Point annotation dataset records
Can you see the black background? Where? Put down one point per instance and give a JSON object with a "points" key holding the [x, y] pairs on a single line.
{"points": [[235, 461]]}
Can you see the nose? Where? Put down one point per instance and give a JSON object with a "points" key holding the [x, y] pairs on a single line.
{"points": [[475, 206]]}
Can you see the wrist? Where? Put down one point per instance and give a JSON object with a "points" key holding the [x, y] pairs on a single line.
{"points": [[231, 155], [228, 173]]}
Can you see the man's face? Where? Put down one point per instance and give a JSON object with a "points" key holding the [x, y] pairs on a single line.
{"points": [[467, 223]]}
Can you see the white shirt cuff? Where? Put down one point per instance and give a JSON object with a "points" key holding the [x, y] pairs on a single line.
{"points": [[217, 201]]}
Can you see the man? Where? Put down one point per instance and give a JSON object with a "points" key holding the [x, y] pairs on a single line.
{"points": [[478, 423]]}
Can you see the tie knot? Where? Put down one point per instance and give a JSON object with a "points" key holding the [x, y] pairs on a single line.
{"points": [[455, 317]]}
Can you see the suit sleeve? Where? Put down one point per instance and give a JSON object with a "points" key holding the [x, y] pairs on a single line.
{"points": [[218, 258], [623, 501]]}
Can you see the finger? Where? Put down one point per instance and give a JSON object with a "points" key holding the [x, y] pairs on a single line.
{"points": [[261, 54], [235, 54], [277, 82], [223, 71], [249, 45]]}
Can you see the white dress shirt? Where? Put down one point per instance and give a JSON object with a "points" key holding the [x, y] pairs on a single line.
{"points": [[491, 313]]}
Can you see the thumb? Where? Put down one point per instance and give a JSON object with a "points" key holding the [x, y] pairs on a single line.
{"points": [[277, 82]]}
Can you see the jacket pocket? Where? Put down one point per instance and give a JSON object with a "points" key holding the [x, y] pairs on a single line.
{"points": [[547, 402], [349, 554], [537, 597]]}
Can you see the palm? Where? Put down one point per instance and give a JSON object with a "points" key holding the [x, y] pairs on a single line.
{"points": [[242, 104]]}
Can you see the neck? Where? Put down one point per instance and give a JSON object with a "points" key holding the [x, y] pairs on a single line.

| Given exercise |
Please output the entries above, every line exactly as it reads.

| The completed task |
Can you see the black background? Where? Put down one point per instance and give a JSON object with a "points" key holding the [x, y] pairs on a single line.
{"points": [[235, 461]]}
Can you see the nose? Where? Put down one point per instance and give a JSON object with a "points" key holding the [x, y] pairs on a single line.
{"points": [[475, 206]]}
Can you see the wrist? Where? Put down one point per instance and give a JSON object with a "points" key holding the [x, y] pairs on a single line.
{"points": [[231, 155], [228, 173]]}
Can you see the man's face? Where? Put down one point per instance and give a JSON object with a "points" key holding the [x, y] pairs on a single line.
{"points": [[467, 223]]}
Can you see the white shirt cuff? Where? Put down one point per instance and give a JSON object with a "points" key holding the [x, y] pairs on a single line.
{"points": [[217, 201]]}
Can you see the man? Where? Put down one point per instance and give a JSON object with a "points" key holding the [x, y] pairs on a single line.
{"points": [[478, 423]]}
Can you see the tie knot? Where? Put down one point per instance and give a JSON object with a "points" key holding the [x, y] pairs on a single line.
{"points": [[455, 317]]}
Can you see the suit sleeve? Where? Put down one point per instance and give a JSON object with a "points" key holding the [x, y] pairs on a single line.
{"points": [[218, 258], [623, 501]]}
Can you see the finger? Where? Put down one point per instance and give a JSON object with a "points" key holding the [x, y] pairs on a single line.
{"points": [[261, 54], [235, 54], [277, 82], [223, 71], [249, 45]]}
Can you see the white dress shirt? Where? Put down one point per instance and give a JSON object with a "points" key holding the [x, y] pairs on a single line.
{"points": [[491, 313]]}
Can you see the thumb? Where? Put down one point per instance and give a JSON object with a "points" key holding the [x, y] pairs on a single line.
{"points": [[277, 82]]}
Can you see the jacket pocket? Where? Put down one point per instance and give a JSON object with a "points" key holding the [x, y] pairs on a single line.
{"points": [[547, 402], [349, 554], [537, 597]]}
Can you see the palm? Where? Put down one point per instance and give a JSON object with a "points" key holding the [x, y] pairs on a single line.
{"points": [[242, 104]]}
Can you see the neck? Where? Put down one point per instance and give a JSON object with a "points" key holding the [x, y] pairs on a single line.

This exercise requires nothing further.